** Passage to read follows **
Tillis unveils bill supporting nation’s community banks

U.S. Sen. Thom Tillis (R-NC) on March 16 introduced legislation to provide federal regulatory relief to the nation’s community banks during the outbreak of COVID-19.

“As we work to combat the spread of coronavirus, we must ensure accounting standards for regional banks have the flexibility they need to serve communities,” said Sen. Tillis, who serves on the U.S. Senate Banking, Housing, and Urban Affairs Committee, which is considering the bill.

Sen. Tillis cosponsored the Community Bank Regulatory Relief Act, S. 3502, with bill sponsor U.S. Sen. Kevin Cramer (R-ND) and three other cosponsors, including U.S. Sen. Jerry Moran (R-KS).

If enacted, S. 3502 would make two changes to ease the regulatory burden on community banks, according to a bill summary provided by Sen. Tillis’ office.
** End of Passage to read **
**To do**
[1] Reproduce the stretch of the community bank bill article from "U.S. Sen. Thom" through "considering the bill." word for word.
[2] Continue the article about Sen. Tillis's community bank bill, picking up right after its final sentence.
** Records provided follows **
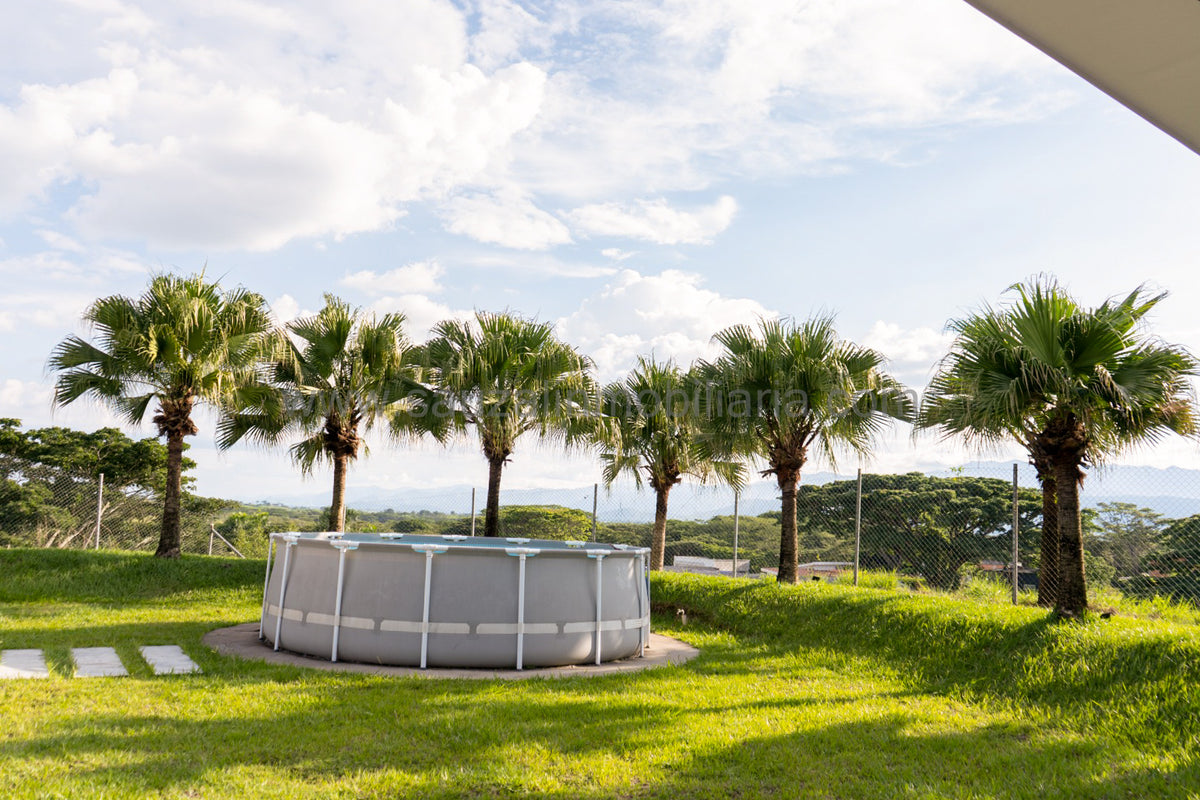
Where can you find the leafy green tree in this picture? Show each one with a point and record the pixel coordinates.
(927, 525)
(329, 379)
(654, 425)
(970, 397)
(1126, 536)
(123, 461)
(504, 377)
(546, 522)
(1174, 570)
(787, 391)
(184, 341)
(1086, 383)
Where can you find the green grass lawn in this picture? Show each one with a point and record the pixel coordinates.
(811, 691)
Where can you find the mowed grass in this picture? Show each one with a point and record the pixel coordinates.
(810, 691)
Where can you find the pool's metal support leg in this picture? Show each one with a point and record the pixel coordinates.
(425, 613)
(642, 605)
(521, 615)
(599, 558)
(342, 546)
(267, 581)
(283, 588)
** End of Records provided **
**Answer list**
[1]
U.S. Sen. Thom Tillis (R-NC) on March 16 introduced legislation to provide federal regulatory relief to the nation’s community banks during the outbreak of COVID-19.

“As we work to combat the spread of coronavirus, we must ensure accounting standards for regional banks have the flexibility they need to serve communities,” said Sen. Tillis, who serves on the U.S. Senate Banking, Housing, and Urban Affairs Committee, which is considering the bill.

[2]
First, the measure would lower from 9 percent to 8 percent the community bank leverage ratio (CBLR), which is a ratio of capital to unweighted assets developed by federal banking agencies, to provide community banks with extra resources to meet their financial needs, according to the summary.

Additionally, the bill would delay the implementation of the Current Expected Credit Loss (CECL) accounting standards for community banks until December 2024, allowing the banks to lend more funds to consumers.

“This legislation will provide regulatory relief to these financial institutions and allow them to play an important role in our economic recovery,” Sen. Tillis said.